Task directions: Copy all of the data that follows without altering a word.

═══ Supplied material ═══

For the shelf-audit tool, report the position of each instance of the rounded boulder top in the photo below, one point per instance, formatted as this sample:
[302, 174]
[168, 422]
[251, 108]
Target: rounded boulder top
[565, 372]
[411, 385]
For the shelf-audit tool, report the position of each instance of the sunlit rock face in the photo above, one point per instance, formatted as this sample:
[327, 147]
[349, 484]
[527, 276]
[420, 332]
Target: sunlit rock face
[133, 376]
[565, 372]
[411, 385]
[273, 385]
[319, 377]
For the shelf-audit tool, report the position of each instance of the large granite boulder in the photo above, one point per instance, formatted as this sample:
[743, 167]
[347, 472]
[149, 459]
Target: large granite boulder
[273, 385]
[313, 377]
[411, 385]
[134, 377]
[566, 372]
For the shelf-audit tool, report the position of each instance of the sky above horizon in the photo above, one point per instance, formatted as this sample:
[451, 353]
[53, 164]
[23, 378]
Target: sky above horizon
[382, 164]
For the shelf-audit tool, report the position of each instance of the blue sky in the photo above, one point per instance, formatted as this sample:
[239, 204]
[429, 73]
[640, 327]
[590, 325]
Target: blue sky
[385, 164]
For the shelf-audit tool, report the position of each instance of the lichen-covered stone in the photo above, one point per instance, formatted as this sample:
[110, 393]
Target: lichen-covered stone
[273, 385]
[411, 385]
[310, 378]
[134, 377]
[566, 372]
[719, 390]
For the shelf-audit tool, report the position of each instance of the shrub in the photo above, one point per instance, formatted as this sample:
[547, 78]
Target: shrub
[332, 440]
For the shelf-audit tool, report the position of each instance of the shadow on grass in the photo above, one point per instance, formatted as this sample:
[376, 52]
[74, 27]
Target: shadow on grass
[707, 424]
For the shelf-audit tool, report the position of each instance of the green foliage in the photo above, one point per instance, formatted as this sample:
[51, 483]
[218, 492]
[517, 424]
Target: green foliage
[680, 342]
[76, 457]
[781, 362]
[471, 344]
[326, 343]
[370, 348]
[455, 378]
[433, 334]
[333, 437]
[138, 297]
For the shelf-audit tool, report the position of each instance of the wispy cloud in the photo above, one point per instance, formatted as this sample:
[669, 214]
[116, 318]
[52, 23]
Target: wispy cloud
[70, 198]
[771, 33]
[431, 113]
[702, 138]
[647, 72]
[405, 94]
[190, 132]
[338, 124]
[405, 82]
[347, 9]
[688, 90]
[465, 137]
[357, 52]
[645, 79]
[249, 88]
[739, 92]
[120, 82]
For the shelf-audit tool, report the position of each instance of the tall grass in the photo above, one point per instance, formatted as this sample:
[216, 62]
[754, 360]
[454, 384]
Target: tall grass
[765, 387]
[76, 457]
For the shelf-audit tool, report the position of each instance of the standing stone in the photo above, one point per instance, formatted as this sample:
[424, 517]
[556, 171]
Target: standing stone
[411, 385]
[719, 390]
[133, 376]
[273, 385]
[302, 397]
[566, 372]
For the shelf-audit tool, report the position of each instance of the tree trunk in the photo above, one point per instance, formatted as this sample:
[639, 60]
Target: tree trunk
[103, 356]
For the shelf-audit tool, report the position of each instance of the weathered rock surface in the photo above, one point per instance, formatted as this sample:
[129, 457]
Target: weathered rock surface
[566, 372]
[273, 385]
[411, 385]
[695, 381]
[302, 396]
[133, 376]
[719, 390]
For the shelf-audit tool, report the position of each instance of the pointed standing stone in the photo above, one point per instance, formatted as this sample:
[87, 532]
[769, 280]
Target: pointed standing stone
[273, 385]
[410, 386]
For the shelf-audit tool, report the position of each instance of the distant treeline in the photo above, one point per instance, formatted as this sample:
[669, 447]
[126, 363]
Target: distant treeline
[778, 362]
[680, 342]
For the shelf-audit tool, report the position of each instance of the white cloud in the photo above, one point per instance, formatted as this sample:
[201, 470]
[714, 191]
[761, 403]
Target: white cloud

═══

Exercise output:
For the shelf-audit tool, report the position of each instance of the rounded boulder top in the photo below, one point per instance, formatted as this sample:
[302, 174]
[168, 422]
[251, 108]
Target: rounded boulder top
[565, 372]
[411, 385]
For the shelf-audit tool, report the position of each instance of the sunlit rock face in the photo above, one point per instance, formatted as this sample:
[327, 147]
[349, 484]
[527, 276]
[420, 332]
Target: sunlit rock face
[133, 376]
[565, 372]
[411, 385]
[273, 385]
[319, 377]
For the shelf-audit tool, report the position of each instance of the large granite boulder in the photo above, one point per instance, formatted as this sample:
[743, 167]
[347, 472]
[149, 459]
Target: large granite boulder
[273, 385]
[313, 377]
[411, 385]
[134, 377]
[566, 372]
For the shelf-audit tool, report the position of each instance of the sky above horizon in the photo above, one point per instance, formatted as this sample:
[451, 353]
[53, 164]
[23, 378]
Target: sky above horizon
[382, 164]
For the shelf-audit tool, report the position of each instance of the blue sky in the photo above, one point per instance, formatted as this sample:
[239, 204]
[429, 73]
[640, 327]
[590, 325]
Target: blue sky
[385, 164]
For the shelf-audit tool, report the position of each instance of the lichen-covered stone in the photo above, one point per instance, formatted as this sample:
[110, 393]
Target: lichen-covered stone
[273, 385]
[411, 385]
[310, 378]
[134, 377]
[566, 372]
[719, 390]
For the shelf-audit tool, report the position of each instance of the shrub in the photo above, one point per instance, formatted as this sample:
[547, 78]
Target: shrub
[332, 440]
For the shelf-audit tool, report the position of each instance of the shadow on grass in the photo above, one point per instance, formatted as this sample:
[376, 52]
[74, 27]
Target: shadow on grass
[707, 424]
For the shelf-audit tool, report the position of each instance of the green foliage in the photo above, one point per instance, formatted as this sample:
[51, 483]
[218, 492]
[517, 424]
Target: green foliage
[680, 342]
[76, 457]
[781, 362]
[471, 344]
[326, 343]
[370, 348]
[455, 378]
[433, 334]
[333, 437]
[138, 297]
For the shelf-audit tool, report the position of each instance of the wispy cloud in the photo above, one point per instance, formatted as this sample:
[669, 214]
[116, 318]
[52, 23]
Target: wispy cloud
[70, 198]
[771, 33]
[431, 113]
[702, 138]
[647, 72]
[405, 94]
[190, 132]
[338, 124]
[405, 82]
[347, 9]
[688, 90]
[465, 137]
[357, 52]
[645, 79]
[249, 88]
[739, 92]
[120, 82]
For the shelf-audit tool, report the position of each instance of the tall grass in the photo above, one point per instance, formatted as this sample:
[216, 62]
[754, 360]
[454, 384]
Target: tall grass
[765, 387]
[76, 457]
For the shelf-audit tool, report the position of each instance of the standing stone in the photo above, one point per instance, formatted as this sample:
[424, 517]
[556, 171]
Target: standing stone
[411, 385]
[719, 390]
[133, 376]
[273, 385]
[302, 397]
[566, 372]
For the shelf-audit tool, report the position of each instance of the tree trunk in the photo above, one point per instance, formatted as this sample:
[639, 60]
Target: tree trunk
[103, 356]
For the shelf-audit tool, report the position of each instance of the weathered rock surface in the photo above, one point per instance, formatted as this sample:
[129, 457]
Target: weathered rock surface
[566, 372]
[273, 385]
[411, 385]
[695, 381]
[302, 396]
[133, 376]
[719, 390]
For the shelf-audit tool, report the position of each instance of the pointed standing stone in the photo above, one point per instance, formatted as this sample:
[87, 532]
[769, 280]
Target: pointed standing stone
[273, 385]
[410, 386]
For the shelf-audit tool, report the position of each instance of the distant treeline in the photo above, one point per instance, formatted as this sample:
[669, 447]
[126, 363]
Target: distant treeline
[778, 362]
[680, 342]
For the shelf-audit tool, report the position of each instance of the white cloud in the photo above, one point per instance, formatted as this sample:
[201, 470]
[714, 191]
[761, 403]
Target: white cloud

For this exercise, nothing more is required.